> Work item:
Word for word, transcribe every line below.

> Given entries:
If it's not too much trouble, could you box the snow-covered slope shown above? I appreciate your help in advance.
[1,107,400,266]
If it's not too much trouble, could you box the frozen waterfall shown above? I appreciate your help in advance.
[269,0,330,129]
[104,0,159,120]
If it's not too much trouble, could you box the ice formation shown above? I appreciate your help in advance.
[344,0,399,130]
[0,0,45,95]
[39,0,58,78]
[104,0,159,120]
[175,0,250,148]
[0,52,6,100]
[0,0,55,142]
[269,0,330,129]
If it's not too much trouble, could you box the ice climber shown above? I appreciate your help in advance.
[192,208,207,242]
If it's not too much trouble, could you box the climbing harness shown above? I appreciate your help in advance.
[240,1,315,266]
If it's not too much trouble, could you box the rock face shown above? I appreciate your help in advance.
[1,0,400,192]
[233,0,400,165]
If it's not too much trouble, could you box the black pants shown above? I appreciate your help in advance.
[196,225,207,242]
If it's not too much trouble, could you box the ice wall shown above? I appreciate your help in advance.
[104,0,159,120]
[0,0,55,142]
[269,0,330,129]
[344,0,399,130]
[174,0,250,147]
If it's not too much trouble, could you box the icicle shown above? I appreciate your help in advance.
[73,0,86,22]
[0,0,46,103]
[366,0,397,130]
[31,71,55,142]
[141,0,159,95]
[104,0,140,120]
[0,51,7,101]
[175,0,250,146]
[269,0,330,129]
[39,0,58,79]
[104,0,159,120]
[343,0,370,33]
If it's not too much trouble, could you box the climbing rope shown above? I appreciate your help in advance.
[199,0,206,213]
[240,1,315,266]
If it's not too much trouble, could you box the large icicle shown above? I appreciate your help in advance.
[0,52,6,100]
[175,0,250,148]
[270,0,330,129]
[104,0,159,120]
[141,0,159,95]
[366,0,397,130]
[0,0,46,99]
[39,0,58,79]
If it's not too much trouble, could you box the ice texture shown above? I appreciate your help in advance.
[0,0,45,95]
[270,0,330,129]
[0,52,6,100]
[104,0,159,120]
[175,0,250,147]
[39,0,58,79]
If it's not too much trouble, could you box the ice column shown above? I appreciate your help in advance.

> Problem solution:
If it's not too much trouble, could you box the snow-covered slope shown above? I appreciate your help in advance.
[1,107,400,266]
If it's not too much trouble, could you box the frozen waterfall shown above? I appreciate your help in advance.
[269,0,330,129]
[104,0,159,120]
If it's not too much trouble, could you box the ice formation shown above? I appreciate your help in advance.
[344,0,399,130]
[0,0,45,95]
[39,0,58,78]
[104,0,159,120]
[175,0,250,148]
[0,52,6,100]
[0,0,55,142]
[269,0,330,129]
If it's not too much trouble, could you box the ice climber shown above? I appreciate your help in advance.
[192,208,207,242]
If it's not too much trouble, could you box the climbing harness shown above? I appreciate your help in advance.
[240,1,315,266]
If it's not too much trouble, could you box the rock face shown above? I appreciate your help in advance.
[1,0,400,192]
[233,0,400,165]
If it's not too much trouble, could you box the black pants shown above? I appreciate your help in advance.
[196,225,207,242]
If it's not too much trouble, could you box the ice wall shown above? I appreciate your help in advance.
[104,0,159,120]
[0,0,55,142]
[269,0,330,129]
[344,0,399,130]
[174,0,250,147]
If it's not too much trouble, could you box the icicle shown above? I appreciate your help in advance.
[73,0,86,22]
[0,0,46,103]
[366,0,397,130]
[31,71,55,142]
[141,0,159,95]
[104,0,140,120]
[0,51,7,101]
[175,0,250,146]
[269,0,330,129]
[39,0,58,79]
[104,0,159,120]
[343,0,370,33]
If it's not too much trouble, could you box the climbing rope shown above? I appreciate your help in advance.
[199,0,206,213]
[240,1,315,266]
If it's not too much trouble, could you box the large icicle shown above? I appreciate your help in advance.
[0,52,6,100]
[175,0,250,148]
[270,0,330,129]
[104,0,159,120]
[141,0,159,95]
[366,0,397,130]
[0,0,46,99]
[39,0,58,79]
If it's not too much trouble, could you box the ice texture shown above? I appreciate your help in advance.
[0,0,45,95]
[270,0,330,129]
[0,52,6,100]
[104,0,159,120]
[175,0,250,147]
[39,0,58,79]
If it's not too much trouble, could you box the ice column shown above? I appreciate your help in advance.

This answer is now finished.